EXERCISE:
The full listing, copied exactly, is the required output.

(GIVEN INFORMATION Opens)

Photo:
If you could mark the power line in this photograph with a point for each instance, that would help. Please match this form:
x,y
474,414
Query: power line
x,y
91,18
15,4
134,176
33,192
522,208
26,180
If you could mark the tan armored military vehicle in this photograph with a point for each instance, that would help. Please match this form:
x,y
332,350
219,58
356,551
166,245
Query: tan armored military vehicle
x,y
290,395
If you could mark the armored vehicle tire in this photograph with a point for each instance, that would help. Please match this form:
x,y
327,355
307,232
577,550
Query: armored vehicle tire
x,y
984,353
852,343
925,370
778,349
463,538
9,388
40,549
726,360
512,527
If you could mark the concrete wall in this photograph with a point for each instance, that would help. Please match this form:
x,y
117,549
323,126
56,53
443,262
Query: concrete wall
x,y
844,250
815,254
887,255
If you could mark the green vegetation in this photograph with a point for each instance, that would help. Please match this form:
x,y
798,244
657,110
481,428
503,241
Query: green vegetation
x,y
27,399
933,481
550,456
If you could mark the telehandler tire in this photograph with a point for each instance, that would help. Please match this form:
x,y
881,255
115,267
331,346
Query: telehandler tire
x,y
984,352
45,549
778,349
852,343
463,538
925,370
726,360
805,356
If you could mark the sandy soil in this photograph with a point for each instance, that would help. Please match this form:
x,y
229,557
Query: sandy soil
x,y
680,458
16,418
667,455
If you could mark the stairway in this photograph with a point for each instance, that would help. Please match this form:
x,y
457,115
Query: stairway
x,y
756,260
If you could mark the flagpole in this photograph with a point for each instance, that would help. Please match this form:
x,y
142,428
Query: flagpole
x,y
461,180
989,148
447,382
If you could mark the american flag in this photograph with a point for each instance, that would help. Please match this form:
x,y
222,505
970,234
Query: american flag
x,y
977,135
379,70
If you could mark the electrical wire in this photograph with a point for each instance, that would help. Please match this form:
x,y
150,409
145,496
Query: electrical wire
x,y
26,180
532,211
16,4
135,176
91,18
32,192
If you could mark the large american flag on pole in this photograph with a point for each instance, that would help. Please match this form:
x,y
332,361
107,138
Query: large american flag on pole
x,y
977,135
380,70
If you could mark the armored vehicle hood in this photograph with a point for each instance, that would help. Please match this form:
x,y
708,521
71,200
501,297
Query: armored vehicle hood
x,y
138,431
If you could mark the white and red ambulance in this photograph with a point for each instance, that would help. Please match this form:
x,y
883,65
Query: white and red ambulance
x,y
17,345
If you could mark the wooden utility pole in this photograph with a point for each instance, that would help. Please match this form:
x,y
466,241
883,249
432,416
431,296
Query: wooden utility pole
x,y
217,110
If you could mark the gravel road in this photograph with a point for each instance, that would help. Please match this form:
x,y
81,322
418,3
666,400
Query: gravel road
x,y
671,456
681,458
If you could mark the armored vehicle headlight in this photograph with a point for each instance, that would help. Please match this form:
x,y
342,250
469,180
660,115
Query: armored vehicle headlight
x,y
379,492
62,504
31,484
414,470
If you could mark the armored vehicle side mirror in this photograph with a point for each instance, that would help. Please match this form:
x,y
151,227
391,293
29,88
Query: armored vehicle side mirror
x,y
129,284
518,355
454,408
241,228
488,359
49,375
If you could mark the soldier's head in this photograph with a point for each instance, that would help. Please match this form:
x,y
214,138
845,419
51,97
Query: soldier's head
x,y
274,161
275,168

(GIVEN INFORMATION Closes)

ANSWER SPACE:
Photo:
If you could mark the power line in this photograph with a point for each instance, that would help. Please match this form:
x,y
474,414
Query: power line
x,y
91,18
15,4
134,176
33,192
522,208
26,180
If you could mark the tan armored military vehicle in this photograph with a point for each instance, that would help. Please match this form:
x,y
332,350
219,58
356,551
166,245
Query: tan armored military vehicle
x,y
290,395
If you could mark the armored vehicle tire in this photograph with a point for each instance, that would help. Please match this form:
x,y
327,355
307,232
577,550
Query: armored vehicle tire
x,y
984,353
852,343
925,370
778,349
463,538
9,388
40,549
726,360
512,527
If you could mark the concrete wall in this photograph with a point for each instance, that would help. Please match this form:
x,y
117,549
323,126
56,53
443,262
Query: concrete wall
x,y
844,250
815,254
887,255
If you could mark the green vegetation in this photograph with a point for each instance, that would help. Please match this form:
x,y
798,244
657,110
481,428
503,241
Query: green vegetation
x,y
27,399
933,481
550,456
If you could mark the telehandler tire in this photograph with a point for each instance, that would help. Please match this form:
x,y
881,255
115,267
331,346
Query: telehandler tire
x,y
984,352
45,549
778,349
852,343
463,538
925,370
726,360
805,356
If you could mark the sandy soil in this photograph with a point for each instance, that would help. Please match this form:
x,y
229,557
Query: sandy soil
x,y
680,458
16,418
667,455
If you could mark the stairway in this photograph with a point for each instance, that would help. Please match this form:
x,y
457,115
Query: stairway
x,y
756,260
If you could mark the flagpole in this photograph with a point for each instance, that would help. Please match this form:
x,y
142,428
Query: flagpole
x,y
461,180
989,148
447,382
If you could mark the american flag in this photograph with a point for each instance, that would help. Please match this form:
x,y
222,505
970,234
Query: american flag
x,y
977,135
379,70
If you could mark the electrical wire in this photograph with a point for each instance, that would help. Please match this form:
x,y
150,409
145,496
Query: electrical wire
x,y
26,180
532,211
16,4
135,176
91,18
32,192
If you could mark the large american flag on pole in this photograph with a point for each instance, that would help. Please match this form:
x,y
332,361
107,138
Query: large american flag on pole
x,y
977,135
380,70
If you could mark the armored vehicle hood in this photograph with a point for each instance, that would help. Please match this form:
x,y
708,521
71,200
501,297
Query: armored vehicle hood
x,y
138,431
If you could mark the white and red ambulance in this photograph with a point for each instance, that would help. Please match this form:
x,y
883,65
Query: white and red ambulance
x,y
17,345
If you could mark the wooden utility pole in this photograph with a point for each instance, that would help. Please match this form:
x,y
466,241
883,249
432,416
431,296
Query: wooden utility pole
x,y
217,110
If you could mark the gravel road in this photograph with a point for each instance, that would help. Please match this form:
x,y
81,322
418,3
666,400
Query: gravel road
x,y
671,456
681,458
If you could mark the armored vehicle headlight in this photograph with a point for each instance, that would help. Please match this form:
x,y
342,250
469,180
660,115
Query: armored vehicle headlight
x,y
379,492
62,504
31,484
414,470
If you could mark the armored vehicle side mirror in this photograph with a point for each instance, that would help. Please match this form:
x,y
151,227
391,293
29,88
Query: armored vehicle side mirror
x,y
129,284
518,355
454,408
241,228
488,359
49,375
If you could mark the soldier's head in this photograph with a point for each instance, that would help. Please match this form:
x,y
214,138
845,419
51,97
Query: soldier's head
x,y
274,161
275,168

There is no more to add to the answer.